::: Stored rows :::

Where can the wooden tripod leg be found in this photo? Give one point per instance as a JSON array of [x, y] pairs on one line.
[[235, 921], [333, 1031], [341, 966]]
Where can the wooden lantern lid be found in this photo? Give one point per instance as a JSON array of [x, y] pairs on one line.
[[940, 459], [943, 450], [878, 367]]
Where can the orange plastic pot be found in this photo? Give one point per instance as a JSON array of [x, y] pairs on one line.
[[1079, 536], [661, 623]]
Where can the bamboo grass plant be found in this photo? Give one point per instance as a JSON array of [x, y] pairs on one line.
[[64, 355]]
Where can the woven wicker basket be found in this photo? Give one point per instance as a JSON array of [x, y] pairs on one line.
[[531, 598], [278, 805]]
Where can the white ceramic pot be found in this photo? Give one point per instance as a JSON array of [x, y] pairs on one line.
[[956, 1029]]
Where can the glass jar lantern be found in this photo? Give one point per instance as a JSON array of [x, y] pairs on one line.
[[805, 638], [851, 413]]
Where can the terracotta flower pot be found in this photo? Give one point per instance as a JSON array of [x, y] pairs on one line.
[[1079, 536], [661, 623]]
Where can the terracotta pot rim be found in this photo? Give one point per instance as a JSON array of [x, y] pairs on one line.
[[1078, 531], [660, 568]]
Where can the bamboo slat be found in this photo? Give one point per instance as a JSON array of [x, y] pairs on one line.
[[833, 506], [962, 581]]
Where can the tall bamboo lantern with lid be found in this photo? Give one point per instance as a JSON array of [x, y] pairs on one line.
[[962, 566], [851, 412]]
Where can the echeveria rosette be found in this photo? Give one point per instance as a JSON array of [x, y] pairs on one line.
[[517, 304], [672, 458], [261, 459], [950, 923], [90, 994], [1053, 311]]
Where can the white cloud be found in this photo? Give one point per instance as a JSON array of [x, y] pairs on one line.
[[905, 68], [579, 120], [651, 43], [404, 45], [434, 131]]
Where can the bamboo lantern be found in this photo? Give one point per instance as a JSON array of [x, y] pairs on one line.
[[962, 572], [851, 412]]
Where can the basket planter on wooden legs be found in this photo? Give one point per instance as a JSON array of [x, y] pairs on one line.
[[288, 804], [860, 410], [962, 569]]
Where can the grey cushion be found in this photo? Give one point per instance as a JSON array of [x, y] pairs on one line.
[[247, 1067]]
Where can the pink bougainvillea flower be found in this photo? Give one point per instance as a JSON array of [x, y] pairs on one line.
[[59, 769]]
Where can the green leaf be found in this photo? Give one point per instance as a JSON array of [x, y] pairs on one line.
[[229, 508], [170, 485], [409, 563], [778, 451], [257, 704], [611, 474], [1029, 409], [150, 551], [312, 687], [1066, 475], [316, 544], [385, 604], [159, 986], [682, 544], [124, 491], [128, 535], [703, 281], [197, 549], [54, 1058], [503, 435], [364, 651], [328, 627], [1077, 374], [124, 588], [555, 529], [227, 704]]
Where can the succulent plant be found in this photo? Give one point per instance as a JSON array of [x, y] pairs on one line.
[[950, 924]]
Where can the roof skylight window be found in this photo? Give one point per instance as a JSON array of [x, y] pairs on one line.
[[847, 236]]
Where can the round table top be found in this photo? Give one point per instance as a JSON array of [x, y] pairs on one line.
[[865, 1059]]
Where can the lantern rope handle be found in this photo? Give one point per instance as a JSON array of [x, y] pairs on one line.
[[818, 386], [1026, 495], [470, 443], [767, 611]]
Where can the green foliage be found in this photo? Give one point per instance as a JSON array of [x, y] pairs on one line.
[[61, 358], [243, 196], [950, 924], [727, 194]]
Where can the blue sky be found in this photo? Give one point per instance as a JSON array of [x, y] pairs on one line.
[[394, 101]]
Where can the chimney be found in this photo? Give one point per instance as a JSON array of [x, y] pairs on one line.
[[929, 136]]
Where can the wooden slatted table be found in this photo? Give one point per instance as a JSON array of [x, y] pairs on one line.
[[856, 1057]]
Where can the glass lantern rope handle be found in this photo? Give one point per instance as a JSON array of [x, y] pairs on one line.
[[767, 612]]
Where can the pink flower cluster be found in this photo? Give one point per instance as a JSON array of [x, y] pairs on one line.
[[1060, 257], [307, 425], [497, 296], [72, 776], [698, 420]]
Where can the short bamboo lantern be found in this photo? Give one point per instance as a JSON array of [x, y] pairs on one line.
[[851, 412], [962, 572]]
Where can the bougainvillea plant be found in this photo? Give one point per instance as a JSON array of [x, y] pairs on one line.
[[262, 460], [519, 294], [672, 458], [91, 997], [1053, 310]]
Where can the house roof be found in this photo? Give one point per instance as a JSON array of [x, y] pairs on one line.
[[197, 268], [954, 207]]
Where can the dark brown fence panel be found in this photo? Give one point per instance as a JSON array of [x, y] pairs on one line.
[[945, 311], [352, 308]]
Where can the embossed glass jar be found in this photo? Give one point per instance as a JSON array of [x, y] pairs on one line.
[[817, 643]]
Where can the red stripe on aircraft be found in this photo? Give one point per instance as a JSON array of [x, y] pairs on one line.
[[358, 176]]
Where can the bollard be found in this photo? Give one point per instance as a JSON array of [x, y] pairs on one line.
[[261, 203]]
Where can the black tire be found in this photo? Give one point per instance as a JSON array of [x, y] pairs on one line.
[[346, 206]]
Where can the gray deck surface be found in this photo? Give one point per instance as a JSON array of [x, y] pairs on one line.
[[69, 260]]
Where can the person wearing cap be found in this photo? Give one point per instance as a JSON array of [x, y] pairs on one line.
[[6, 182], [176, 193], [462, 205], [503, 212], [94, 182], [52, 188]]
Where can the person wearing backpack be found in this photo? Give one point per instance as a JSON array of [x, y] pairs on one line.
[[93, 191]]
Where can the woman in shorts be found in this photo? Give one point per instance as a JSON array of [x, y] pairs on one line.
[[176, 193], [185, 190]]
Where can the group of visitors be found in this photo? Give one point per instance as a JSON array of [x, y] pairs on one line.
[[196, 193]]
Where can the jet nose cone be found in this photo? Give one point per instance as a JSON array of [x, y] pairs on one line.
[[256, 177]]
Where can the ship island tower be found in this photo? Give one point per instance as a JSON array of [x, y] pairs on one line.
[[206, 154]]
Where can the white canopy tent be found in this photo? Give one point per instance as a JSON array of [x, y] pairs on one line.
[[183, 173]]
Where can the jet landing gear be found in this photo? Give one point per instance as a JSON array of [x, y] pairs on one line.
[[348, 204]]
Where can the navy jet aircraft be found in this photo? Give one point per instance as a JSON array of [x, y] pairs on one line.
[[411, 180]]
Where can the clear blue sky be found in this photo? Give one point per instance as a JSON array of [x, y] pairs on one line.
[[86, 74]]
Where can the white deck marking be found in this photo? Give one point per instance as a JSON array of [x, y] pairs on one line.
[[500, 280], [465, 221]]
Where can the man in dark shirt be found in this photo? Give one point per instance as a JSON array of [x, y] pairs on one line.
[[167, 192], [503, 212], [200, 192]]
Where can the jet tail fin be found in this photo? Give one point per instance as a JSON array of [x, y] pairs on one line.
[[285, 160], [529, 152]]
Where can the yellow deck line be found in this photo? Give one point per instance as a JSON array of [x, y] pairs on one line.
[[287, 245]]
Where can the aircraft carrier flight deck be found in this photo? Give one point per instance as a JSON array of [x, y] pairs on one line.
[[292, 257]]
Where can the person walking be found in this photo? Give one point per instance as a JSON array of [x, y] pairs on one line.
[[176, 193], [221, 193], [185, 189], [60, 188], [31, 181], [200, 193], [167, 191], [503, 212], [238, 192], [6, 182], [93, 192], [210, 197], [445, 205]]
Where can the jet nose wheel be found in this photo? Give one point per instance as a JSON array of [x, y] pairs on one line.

:::

**Written task:** Can you update every one of the records above, replacing "Give one point per instance" with "Provide one point for each instance" and leaving everything else unchanged?

**Written answer:**
Where can the wooden tripod leg be found in this photo? Provide one point for each instance as a JSON array of [x, y] pairs on one line.
[[235, 921], [333, 1031], [341, 966]]
Where can the wooden lantern lid be found in this photo? Provide one point for each instance as a JSON array of [x, y] pairs on one line.
[[940, 459], [943, 450], [878, 367]]
Where can the orange plastic pot be found in this photo? Provide one point for each instance as a JSON array of [x, y] pairs on one line.
[[1079, 536], [661, 623]]
Where can the bamboo grass plant be found in this photo? Provide one point for each instance as a JSON array of [x, y] pairs on one line.
[[64, 355]]
Where can the woven wicker basket be found in this photo? Provide one point for each instance as a JSON array of [x, y] pairs on one line.
[[531, 598], [278, 805]]
Where can the white ceramic pot be found in this photo? Provide one point for each instance as a JSON array of [x, y] pairs on one line.
[[956, 1029]]
Where can the glass jar lantern be found in this photo? Provide one point for each instance as a JSON array of [x, y] pairs on one line.
[[805, 638], [851, 413]]
Where can the terracotta flower pot be found in this photo? Provide one point for each instance as a JSON array of [x, y] pairs on one line.
[[1079, 536], [661, 623]]
Where can the terracotta pot rim be found in this photo? Provide one point for each instance as a JSON array of [x, y] pairs on one line.
[[1078, 531], [660, 568]]
Where can the bamboo slat be found in this photo? Provide one point for each instance as a JSON array of [x, y] pairs on one line.
[[833, 506], [962, 581]]
Where can the tall bamboo lantern with lid be found in this photo? Provide one point for each instance as a JSON array of [x, y] pairs on one line.
[[962, 566], [851, 412]]
Where can the echeveria rosette be found in this photo? Provide one point for each instance as a JSON array of [x, y] pairs on one line.
[[517, 304], [672, 458], [261, 459], [950, 923], [90, 994], [1053, 311]]
Where can the white cloud be found in this photo? Provide one point for each instance as a JSON array of [x, y] pairs on one line.
[[905, 68], [579, 120], [651, 43], [404, 45], [434, 131]]
Where can the bamboo lantern be found in this photo? Provide one point for each instance as a JSON array of [x, y] pairs on one line.
[[962, 572], [851, 412]]
Where can the basket planter on wooden legs be found in this photo? Provide one point for each instance as a JSON array of [x, y] pairs on one line.
[[288, 804], [860, 410], [962, 569]]
Where can the grey cushion be found in this photo? Provide one point for each instance as a JSON array of [x, y] pairs on one line.
[[247, 1067]]
Where can the pink bougainvillea flower be found in this photo? Provide one point for each instance as a JSON array of [x, y] pairs on one line.
[[59, 769]]
Where can the green leaf be found in this photo? Provide one point for each instance as a JSON array of [x, y] pairs on one line.
[[229, 508], [170, 485], [409, 563], [778, 451], [257, 704], [611, 474], [1029, 409], [150, 551], [312, 687], [1066, 475], [316, 544], [385, 604], [159, 986], [682, 544], [124, 491], [128, 535], [703, 281], [197, 549], [54, 1058], [503, 435], [364, 651], [328, 627], [1077, 374], [124, 588], [555, 529], [227, 704]]
Where can the succulent plant be found in this photo? Provide one point for each instance as a JSON array of [x, y] pairs on one line.
[[950, 924]]
Where can the roof skylight window be found in this photo? Provide one point for each instance as a JSON array of [x, y] pairs on one line.
[[847, 236]]
Where can the round table top be found in this photo? Provide one point for each instance as a JSON array of [x, y] pairs on one line.
[[865, 1059]]
Where can the lantern rope handle be found in this photo? Provide one point for each instance as a JSON array of [x, y] pairs on one line.
[[818, 386], [1026, 495], [470, 443], [767, 611]]
Where can the green foliage be found in this photo? Provide one point for each instance as a JSON array of [x, y] pairs on one line.
[[61, 358], [243, 196], [950, 924], [727, 194]]
Where can the blue sky be found in this photo? Provide one point for each instance as a JSON array of [x, y] pairs on one line.
[[394, 101]]
Where can the chimney be found in this photo? Provide one point for each instance as a JSON array of [x, y] pairs on one line.
[[929, 136]]
Where can the wooden slatted table be found in this photo? Provide one point for each instance as a JSON array of [x, y] pairs on one line.
[[856, 1057]]
Where can the glass lantern rope handle be found in this photo? Provide one point for each instance as a JSON array of [x, y] pairs on one line.
[[767, 612]]
Where can the pink flower cluster be found in this photo? Provide one point for each instance as a JSON array of [x, y] pairs on one line.
[[1060, 257], [307, 425], [497, 296], [72, 776], [698, 420]]
Where can the short bamboo lantern be found in this photo? Provide one point for each instance as a JSON array of [x, y] pairs on one line.
[[851, 412], [962, 572]]
Where can the bougainvillea plant be found in this photo? Provide one point for each instance as a JSON array of [x, y] pairs on one line.
[[262, 460], [519, 294], [672, 458], [91, 997], [1053, 310]]
Where can the house roof be found in this photo? Provide one point for each instance as a JSON array of [x, y] pairs on one line.
[[197, 268], [954, 207]]
Where can the dark brown fence panel be found in this photo? Provide one point for each instance as a JSON array of [x, y] pairs on one line.
[[945, 311], [352, 308]]
Where can the embossed glass jar be found in this photo? Provide one point for each instance as a JSON array of [x, y] pairs on one line.
[[817, 643]]
Where can the red stripe on aircraft be found in this photo? Provide one point for each instance as a JSON array of [x, y] pairs on one line.
[[358, 176]]
Where can the bollard be found in this photo? Provide one point for each instance as a JSON array of [x, y] pairs on one line.
[[261, 203]]
Where can the black tire be found in this photo? Provide one point for each instance as a JSON array of [x, y] pairs on one line.
[[346, 206]]
Where can the gray deck surface be found in this photo? Provide one point for each instance as a JSON array of [x, y] pairs on one line.
[[69, 260]]
Where can the person wearing cap be found in this photo? Provide one point for each instance as a JSON array of [x, y] pairs on one line.
[[6, 182], [176, 193], [462, 205], [503, 212], [94, 182], [52, 188]]
Where can the person wearing backpack be found in this photo? Provide one point for each instance as a JSON array of [x, y] pairs on one line.
[[93, 191]]
Where can the woman in shorts be found in this photo? Provide one point for each instance as a JSON array of [x, y] pairs on one line.
[[176, 193], [185, 190]]
Where can the group of visitors be found in this photo? Provide one point for each instance as a JSON array of [x, y] pairs on one line.
[[196, 193]]
Where can the jet nose cone be found in this photo? Provide one point for each instance as a JSON array of [x, y] pairs on one line.
[[256, 177]]
Where can the ship island tower be found in this photo? Provide one point for each instance as a JSON array of [x, y] pairs on one line.
[[206, 154]]
Where can the white canopy tent be found in this photo? Provide one point for each instance as a JSON array of [x, y] pairs on one line.
[[183, 173]]
Where can the jet landing gear be found in this photo? Provide one point for each instance as a JSON array of [x, y] pairs on one line.
[[348, 204]]
Where can the navy jet aircraft be found in this photo? Provide one point for each instance as a JSON array of [x, y] pairs on one line.
[[411, 180]]
Where can the clear blue sky be found in this photo? Provide one point for each instance as a JSON array of [x, y] pairs on one line.
[[86, 74]]
Where can the white deck marking be found in this photo? Provide one point for each instance as a JSON array of [x, y] pairs on one line.
[[500, 280], [465, 221]]
Where can the man in dark shirt be found in this photo? Provide one point for each instance as a JSON array of [x, y] pairs on one line.
[[167, 192], [503, 212], [200, 192]]
Where can the jet tail fin be found in this photo? Provide one point for each instance as a JSON array of [x, y] pairs on one line.
[[285, 160], [529, 152]]
Where can the yellow deck line be found in this photo? Provide one point for each instance as a JSON array of [x, y] pairs on one line.
[[287, 245]]
Where can the aircraft carrier flight deck be found in this photo? Provide one point for each instance as a JSON array of [x, y] pairs on one line.
[[292, 257]]
Where can the person walking be found in this photo? Provide one point for each instance as a JSON array of [x, y] pairs on one line.
[[176, 193], [221, 193], [185, 189], [60, 188], [31, 181], [200, 193], [167, 191], [503, 212], [238, 192], [6, 182], [93, 192], [210, 197], [445, 205]]
Where can the jet nose wheel be found in this photo? Provide one point for each instance as a JSON array of [x, y] pairs on one line.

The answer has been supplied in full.